▶ [Exercise task]: Rescale the point coordinates in the material from the line with "Retail shelf-audit station: indicate every instance of the water" up to and including the line with "(1125, 748)". Write out only those lines, requests included and left unchanged, with each answer coordinate multiplied by 2.05 and rounded to a whole number, halves rounding up.

▶ [Dataset excerpts]:
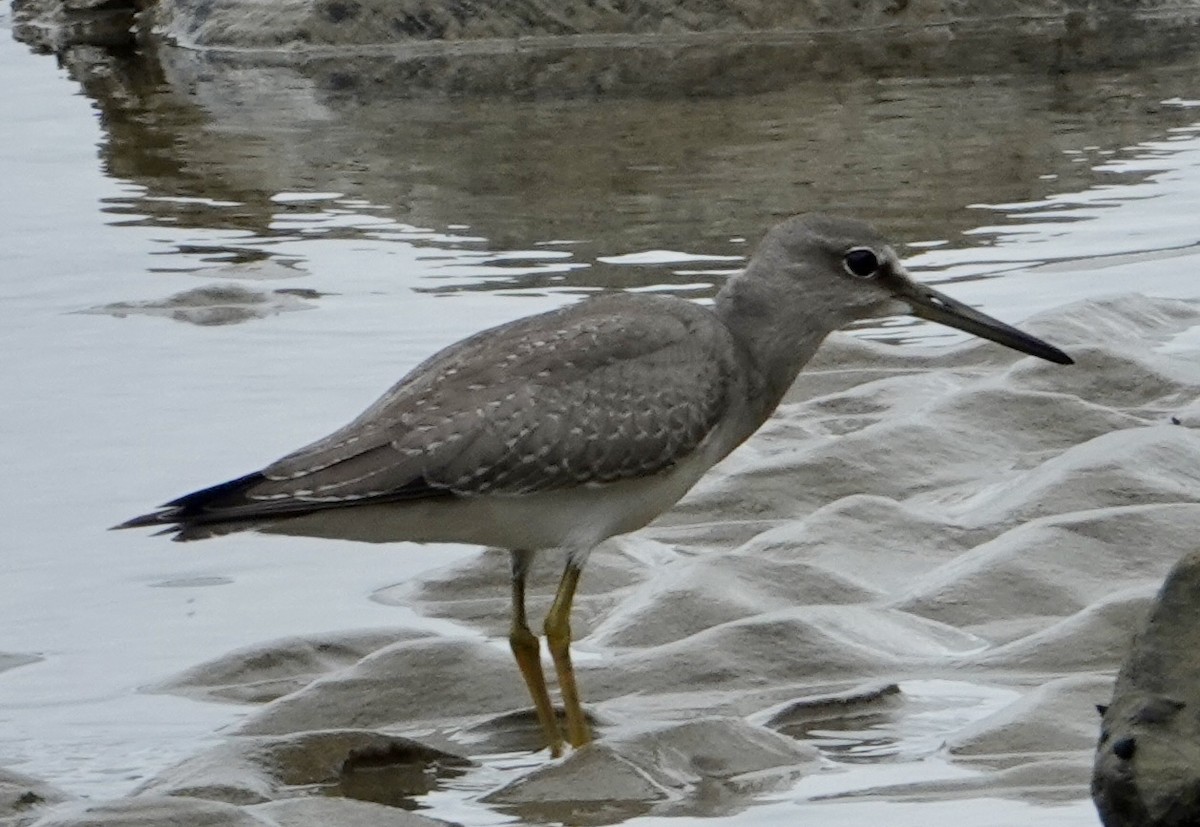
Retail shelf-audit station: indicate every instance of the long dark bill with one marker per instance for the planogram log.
(929, 304)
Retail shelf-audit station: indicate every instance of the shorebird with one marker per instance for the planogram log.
(564, 429)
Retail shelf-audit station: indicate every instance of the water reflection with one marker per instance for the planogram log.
(211, 147)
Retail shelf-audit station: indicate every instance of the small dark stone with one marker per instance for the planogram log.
(339, 12)
(1125, 748)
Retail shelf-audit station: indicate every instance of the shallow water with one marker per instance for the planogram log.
(400, 227)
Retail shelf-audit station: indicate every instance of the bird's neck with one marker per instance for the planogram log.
(779, 333)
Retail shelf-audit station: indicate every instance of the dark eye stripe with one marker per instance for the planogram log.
(861, 262)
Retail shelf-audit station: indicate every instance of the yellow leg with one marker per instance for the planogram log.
(528, 657)
(558, 640)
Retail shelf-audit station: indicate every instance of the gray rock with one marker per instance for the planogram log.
(1147, 760)
(22, 796)
(353, 763)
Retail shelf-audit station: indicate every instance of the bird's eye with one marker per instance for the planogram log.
(861, 262)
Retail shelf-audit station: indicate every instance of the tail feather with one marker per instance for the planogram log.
(204, 513)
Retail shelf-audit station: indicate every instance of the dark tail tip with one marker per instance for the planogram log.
(166, 516)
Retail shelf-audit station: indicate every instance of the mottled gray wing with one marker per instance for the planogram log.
(609, 389)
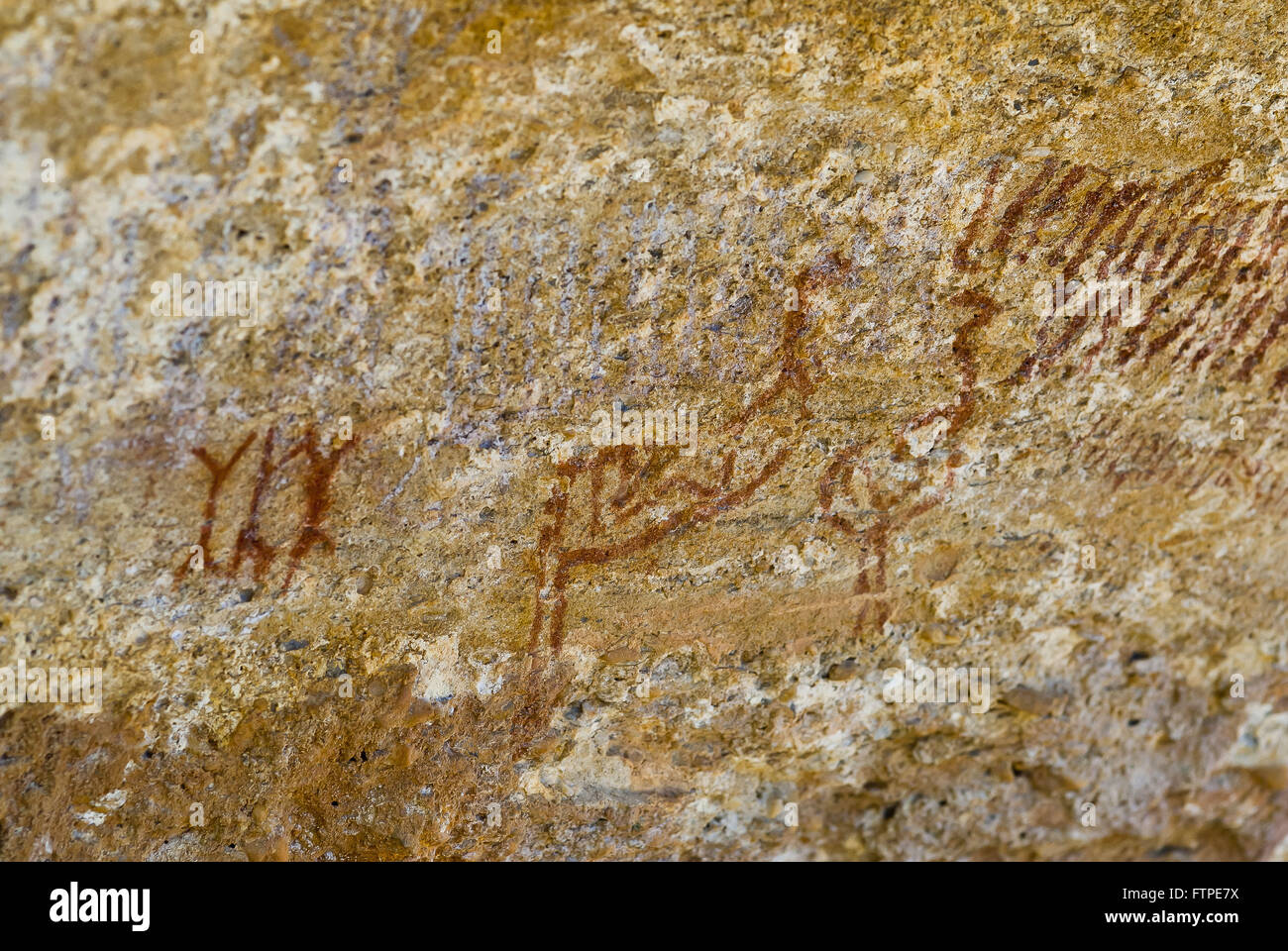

▶ [Solution for this task]:
Retail shelf-audit station: indicate every instance of the water reflection with one marker per instance for the planogram log.
(433, 301)
Retail shelf-audit station: indicate every instance of the small dark stone with one marker per instance for the planogram log.
(695, 25)
(2306, 1533)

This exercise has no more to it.